Reading text
First, it’s one thing for people to say “sending more email creates more sales” and another thing to start actually specify a system where that’s true. CLDs give you a notation for describing a system and its parts as well as the influences of each part. It also provides a broader context for data-based story telling.

Second, data is not just columns of numbers and symbols. Data is generated as observations (direct or indirect) of a system in motion, a process. Taking the time to actually specify the system that is generating the data will help you understand the data better.

Third, when we build statistical or machine learning models, we often do not have all the information we would like (either because we didn’t get it or we can’t get it) or because we chose not to include it. With a CLD, we have a baseline of comparison for what we did not, could not, or would not include. At the data collection stage, this can be a warning to us that something doesn’t seem right (“why are there values for this variable above 10?”) or at the modeling stage, that something may be wrong or unexpected (“we thought this relationship would be positive and the coefficient is negative. We need to check the data.”).

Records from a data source
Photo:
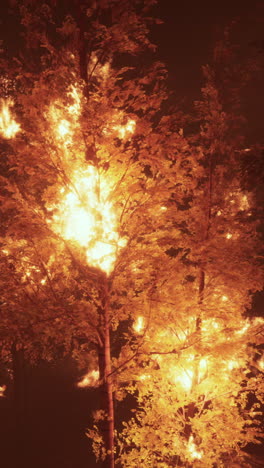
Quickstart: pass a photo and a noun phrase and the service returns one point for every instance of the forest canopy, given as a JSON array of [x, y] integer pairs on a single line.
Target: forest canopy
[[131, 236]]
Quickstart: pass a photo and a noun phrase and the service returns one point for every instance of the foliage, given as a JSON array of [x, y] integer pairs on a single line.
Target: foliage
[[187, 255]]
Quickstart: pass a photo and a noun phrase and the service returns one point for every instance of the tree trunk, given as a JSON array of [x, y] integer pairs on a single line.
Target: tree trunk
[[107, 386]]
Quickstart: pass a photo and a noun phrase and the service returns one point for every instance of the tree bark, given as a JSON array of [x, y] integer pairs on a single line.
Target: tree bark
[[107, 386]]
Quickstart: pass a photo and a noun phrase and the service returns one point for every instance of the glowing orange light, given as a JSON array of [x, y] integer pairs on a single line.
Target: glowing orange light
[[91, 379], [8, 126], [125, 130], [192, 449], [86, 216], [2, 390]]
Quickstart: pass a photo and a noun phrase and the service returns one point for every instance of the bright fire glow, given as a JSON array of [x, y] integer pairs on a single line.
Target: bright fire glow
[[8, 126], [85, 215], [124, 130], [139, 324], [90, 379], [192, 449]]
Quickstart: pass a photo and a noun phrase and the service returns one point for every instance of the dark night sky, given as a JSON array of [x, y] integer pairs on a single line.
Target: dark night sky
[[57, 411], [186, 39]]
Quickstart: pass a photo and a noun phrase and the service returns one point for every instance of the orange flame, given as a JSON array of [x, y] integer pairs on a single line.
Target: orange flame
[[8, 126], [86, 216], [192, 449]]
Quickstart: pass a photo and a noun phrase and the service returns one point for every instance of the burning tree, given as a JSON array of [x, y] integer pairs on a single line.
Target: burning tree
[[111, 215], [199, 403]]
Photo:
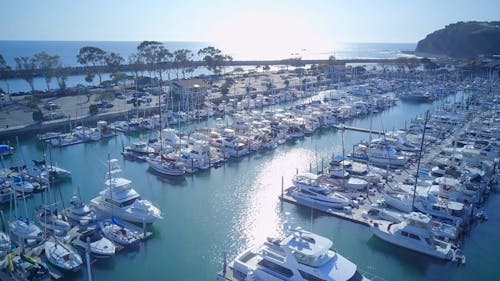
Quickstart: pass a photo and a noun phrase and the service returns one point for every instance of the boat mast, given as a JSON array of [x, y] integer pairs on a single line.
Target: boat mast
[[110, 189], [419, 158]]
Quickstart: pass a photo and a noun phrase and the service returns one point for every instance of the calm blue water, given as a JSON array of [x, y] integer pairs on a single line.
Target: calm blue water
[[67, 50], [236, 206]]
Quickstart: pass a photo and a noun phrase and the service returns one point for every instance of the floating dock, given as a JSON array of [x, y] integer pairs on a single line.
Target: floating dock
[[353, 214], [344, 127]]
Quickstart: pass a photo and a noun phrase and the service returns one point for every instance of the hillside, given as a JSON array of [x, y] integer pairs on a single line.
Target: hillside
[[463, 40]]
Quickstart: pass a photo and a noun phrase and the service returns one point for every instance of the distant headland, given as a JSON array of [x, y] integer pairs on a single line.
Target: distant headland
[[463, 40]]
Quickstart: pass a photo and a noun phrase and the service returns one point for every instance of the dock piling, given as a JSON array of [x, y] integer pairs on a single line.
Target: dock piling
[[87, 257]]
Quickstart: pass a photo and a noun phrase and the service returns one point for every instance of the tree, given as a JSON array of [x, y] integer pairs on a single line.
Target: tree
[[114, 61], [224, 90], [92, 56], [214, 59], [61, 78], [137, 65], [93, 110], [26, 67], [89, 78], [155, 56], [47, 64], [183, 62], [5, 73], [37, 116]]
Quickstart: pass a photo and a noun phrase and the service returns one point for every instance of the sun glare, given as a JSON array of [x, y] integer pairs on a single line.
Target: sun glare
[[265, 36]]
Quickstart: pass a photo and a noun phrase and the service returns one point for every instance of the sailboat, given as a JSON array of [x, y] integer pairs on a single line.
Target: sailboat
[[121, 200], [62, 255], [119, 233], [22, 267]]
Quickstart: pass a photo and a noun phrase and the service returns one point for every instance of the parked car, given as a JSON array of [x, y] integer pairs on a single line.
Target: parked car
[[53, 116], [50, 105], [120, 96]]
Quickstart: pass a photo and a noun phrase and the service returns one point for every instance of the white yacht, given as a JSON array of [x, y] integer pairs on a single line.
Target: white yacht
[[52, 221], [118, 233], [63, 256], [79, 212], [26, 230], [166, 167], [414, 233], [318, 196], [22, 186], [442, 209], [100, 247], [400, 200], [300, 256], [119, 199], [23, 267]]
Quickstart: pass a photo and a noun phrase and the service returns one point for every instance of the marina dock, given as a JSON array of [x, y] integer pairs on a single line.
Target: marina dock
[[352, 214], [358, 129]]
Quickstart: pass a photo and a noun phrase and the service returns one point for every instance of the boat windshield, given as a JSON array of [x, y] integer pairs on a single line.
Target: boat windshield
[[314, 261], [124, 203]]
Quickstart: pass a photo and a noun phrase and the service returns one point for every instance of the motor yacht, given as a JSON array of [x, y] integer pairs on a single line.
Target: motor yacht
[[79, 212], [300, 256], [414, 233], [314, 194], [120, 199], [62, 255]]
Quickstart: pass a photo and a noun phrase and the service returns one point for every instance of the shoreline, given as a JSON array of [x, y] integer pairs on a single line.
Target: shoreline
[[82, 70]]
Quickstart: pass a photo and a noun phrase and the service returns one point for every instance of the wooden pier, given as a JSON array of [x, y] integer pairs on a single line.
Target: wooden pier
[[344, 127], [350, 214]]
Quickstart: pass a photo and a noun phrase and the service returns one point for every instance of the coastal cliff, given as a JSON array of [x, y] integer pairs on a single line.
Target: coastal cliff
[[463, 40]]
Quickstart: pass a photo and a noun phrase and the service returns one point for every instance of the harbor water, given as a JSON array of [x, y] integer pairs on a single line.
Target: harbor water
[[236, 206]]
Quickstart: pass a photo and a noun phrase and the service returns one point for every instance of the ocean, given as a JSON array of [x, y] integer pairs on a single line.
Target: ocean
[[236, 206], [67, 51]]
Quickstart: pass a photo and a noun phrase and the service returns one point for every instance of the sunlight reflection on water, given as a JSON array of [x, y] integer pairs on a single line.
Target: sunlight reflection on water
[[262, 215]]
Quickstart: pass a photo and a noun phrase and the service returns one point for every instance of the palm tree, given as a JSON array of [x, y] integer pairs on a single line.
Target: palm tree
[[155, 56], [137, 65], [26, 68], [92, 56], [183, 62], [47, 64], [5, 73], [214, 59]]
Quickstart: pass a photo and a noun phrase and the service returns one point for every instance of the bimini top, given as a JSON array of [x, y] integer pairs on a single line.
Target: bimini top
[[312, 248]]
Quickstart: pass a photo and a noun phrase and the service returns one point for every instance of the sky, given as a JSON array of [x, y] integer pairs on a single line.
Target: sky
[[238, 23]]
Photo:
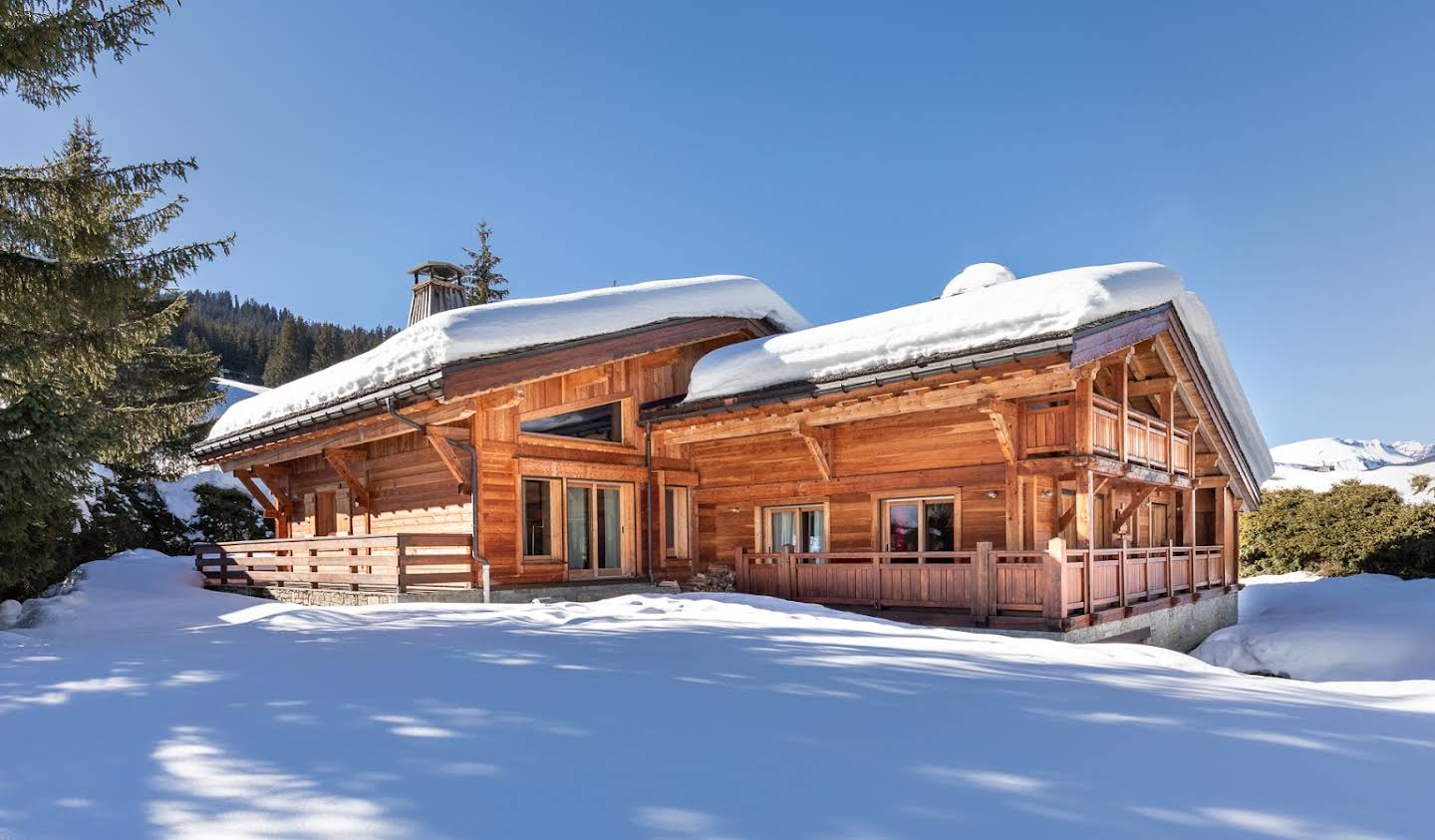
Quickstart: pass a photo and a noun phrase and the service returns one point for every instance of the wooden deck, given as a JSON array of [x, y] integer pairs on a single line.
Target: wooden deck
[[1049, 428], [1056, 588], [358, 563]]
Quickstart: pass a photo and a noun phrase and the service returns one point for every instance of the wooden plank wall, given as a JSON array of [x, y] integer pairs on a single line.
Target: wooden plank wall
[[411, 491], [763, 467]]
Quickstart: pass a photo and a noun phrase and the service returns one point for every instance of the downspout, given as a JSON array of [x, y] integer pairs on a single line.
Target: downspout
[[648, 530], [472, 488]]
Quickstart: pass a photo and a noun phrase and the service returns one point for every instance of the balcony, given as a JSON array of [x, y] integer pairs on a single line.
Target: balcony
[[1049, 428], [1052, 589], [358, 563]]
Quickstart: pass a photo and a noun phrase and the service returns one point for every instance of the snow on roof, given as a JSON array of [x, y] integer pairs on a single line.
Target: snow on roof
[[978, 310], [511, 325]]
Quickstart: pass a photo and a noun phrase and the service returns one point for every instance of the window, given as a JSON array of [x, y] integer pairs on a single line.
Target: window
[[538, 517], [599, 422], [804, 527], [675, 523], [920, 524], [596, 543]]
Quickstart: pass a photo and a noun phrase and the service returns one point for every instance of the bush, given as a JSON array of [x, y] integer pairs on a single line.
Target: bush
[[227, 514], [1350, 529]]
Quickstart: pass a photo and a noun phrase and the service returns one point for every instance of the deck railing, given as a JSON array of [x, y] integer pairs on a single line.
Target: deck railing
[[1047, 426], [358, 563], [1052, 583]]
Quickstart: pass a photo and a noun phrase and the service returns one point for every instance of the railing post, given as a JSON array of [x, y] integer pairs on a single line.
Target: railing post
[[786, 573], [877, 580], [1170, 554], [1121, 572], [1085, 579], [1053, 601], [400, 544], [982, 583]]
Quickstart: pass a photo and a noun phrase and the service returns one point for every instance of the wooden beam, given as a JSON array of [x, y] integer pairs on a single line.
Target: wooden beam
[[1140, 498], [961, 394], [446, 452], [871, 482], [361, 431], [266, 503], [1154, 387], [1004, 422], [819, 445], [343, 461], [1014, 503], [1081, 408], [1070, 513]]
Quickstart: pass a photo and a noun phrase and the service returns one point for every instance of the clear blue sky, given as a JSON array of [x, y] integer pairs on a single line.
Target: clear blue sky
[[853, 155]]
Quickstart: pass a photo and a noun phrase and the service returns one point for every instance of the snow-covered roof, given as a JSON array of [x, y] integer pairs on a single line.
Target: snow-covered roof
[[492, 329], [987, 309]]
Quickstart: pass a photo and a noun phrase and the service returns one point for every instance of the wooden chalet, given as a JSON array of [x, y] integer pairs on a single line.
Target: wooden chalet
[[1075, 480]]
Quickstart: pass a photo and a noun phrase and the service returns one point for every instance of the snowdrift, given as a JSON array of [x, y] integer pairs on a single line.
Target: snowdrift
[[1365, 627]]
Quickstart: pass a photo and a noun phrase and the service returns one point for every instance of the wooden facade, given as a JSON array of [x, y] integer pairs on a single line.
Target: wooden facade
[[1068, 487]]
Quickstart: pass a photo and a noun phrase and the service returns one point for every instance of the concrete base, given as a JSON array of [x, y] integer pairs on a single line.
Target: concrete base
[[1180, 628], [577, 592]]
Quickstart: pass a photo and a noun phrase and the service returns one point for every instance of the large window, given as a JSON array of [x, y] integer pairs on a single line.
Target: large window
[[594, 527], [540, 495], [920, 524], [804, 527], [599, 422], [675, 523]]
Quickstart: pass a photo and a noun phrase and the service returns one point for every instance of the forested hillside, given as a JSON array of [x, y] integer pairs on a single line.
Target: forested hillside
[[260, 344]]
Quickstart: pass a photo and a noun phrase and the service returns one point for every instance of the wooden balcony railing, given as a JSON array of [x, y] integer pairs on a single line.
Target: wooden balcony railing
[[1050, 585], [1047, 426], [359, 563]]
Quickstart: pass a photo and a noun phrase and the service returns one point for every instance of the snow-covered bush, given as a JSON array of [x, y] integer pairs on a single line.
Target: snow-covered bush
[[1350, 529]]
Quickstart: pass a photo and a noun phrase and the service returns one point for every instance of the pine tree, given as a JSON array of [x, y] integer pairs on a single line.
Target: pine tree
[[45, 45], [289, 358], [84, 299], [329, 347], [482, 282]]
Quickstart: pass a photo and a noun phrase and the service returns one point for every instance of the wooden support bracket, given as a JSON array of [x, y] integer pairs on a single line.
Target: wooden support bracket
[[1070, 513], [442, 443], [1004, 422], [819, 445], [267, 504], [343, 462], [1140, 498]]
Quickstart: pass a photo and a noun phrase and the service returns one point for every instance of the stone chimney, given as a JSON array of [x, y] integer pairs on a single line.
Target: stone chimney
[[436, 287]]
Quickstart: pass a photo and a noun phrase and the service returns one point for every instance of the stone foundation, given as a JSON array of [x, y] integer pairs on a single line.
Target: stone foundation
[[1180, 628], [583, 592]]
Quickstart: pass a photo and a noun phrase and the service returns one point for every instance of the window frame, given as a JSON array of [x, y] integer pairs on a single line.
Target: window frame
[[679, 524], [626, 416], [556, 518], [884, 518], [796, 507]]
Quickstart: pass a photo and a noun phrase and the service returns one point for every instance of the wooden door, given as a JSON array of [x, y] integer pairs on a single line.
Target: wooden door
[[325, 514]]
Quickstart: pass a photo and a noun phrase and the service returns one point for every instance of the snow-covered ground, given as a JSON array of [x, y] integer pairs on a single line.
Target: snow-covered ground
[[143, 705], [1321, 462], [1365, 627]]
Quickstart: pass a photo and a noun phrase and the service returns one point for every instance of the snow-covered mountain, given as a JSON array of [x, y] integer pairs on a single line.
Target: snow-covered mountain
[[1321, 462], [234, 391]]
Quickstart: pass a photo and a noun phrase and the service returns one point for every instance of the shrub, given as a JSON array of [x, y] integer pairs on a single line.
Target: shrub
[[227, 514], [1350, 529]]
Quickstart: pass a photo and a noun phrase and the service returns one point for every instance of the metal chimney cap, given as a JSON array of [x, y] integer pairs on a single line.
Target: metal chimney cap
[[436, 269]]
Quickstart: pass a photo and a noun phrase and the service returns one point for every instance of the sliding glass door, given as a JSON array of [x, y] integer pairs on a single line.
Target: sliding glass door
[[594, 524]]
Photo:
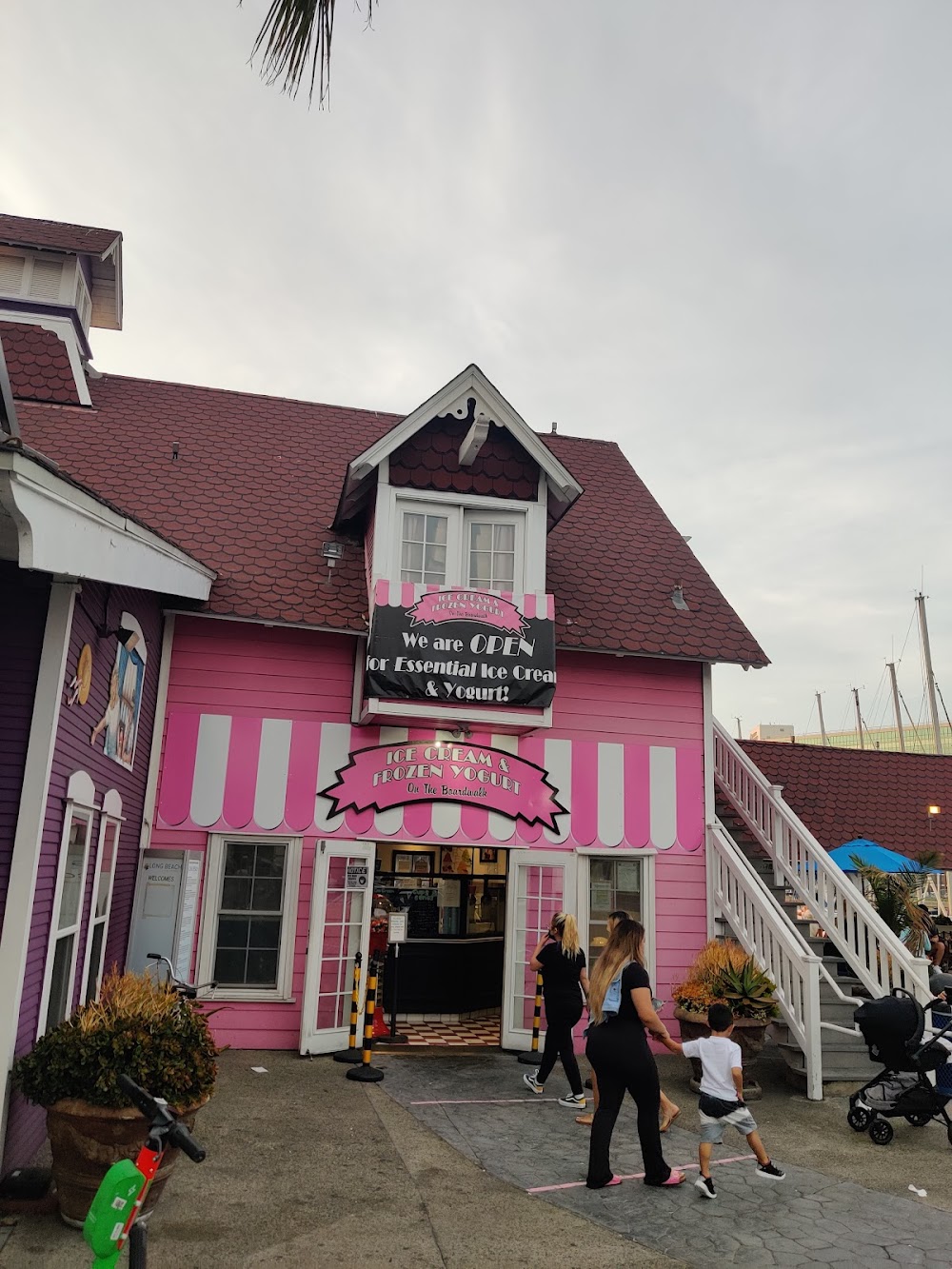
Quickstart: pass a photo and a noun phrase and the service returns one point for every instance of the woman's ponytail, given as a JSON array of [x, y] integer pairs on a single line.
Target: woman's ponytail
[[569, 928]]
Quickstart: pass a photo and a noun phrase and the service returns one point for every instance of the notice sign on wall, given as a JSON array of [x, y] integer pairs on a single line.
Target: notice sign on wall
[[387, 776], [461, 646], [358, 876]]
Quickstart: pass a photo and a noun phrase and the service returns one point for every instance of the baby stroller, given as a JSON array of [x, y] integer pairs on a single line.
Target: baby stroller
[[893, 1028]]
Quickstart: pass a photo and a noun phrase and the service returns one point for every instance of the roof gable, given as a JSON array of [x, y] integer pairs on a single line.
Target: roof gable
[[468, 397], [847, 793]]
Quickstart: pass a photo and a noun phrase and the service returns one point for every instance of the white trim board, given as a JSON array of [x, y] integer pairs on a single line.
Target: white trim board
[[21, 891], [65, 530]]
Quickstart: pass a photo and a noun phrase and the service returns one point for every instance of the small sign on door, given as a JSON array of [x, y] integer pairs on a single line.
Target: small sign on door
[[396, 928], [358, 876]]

Instruction
Please continue the passage on causal loop diagrams, starting right after its final sentence. This data isn't needed.

Expected answer
Fourth, and this relates to the second, it may turn out that an email campaign that tested well, flops utterly when scaled. Why? We often assume the world is unchanging or stationary when it is not. Perhaps a competitor got wind of the email campaign and launched their own advertising blitz that neutralized it.

Finally, when talking about systems it’s convenient to have a notation for describing the system and that’s where Causal Loop Diagrams come in.

But first let’s start at the beginning. What is a system?

3.2 What is a System?

What is a System? Good question. At this point we simply defer to Wikipedia:

Some systems share common characteristics, including:

  • A system has structure, it contains parts (or components) that are directly or indirectly related to each other;
  • A system has behavior, it exhibits processes that fulfill its function or purpose;
  • A system has interconnectivity: the parts and processes are connected by structural and/or behavioral relationships;
  • A system’s structure and behavior may be decomposed via subsystems and sub-processes to elementary parts and process steps;
  • A system has behavior that, in relativity to its surroundings, may be categorized as both fast and strong.

The term system may also refer to a set of rules that governs structure and/or behavior. Alternatively, and usually in the context of complex social systems, the term institution is used to describe the set of rules that govern structure and/or behavior.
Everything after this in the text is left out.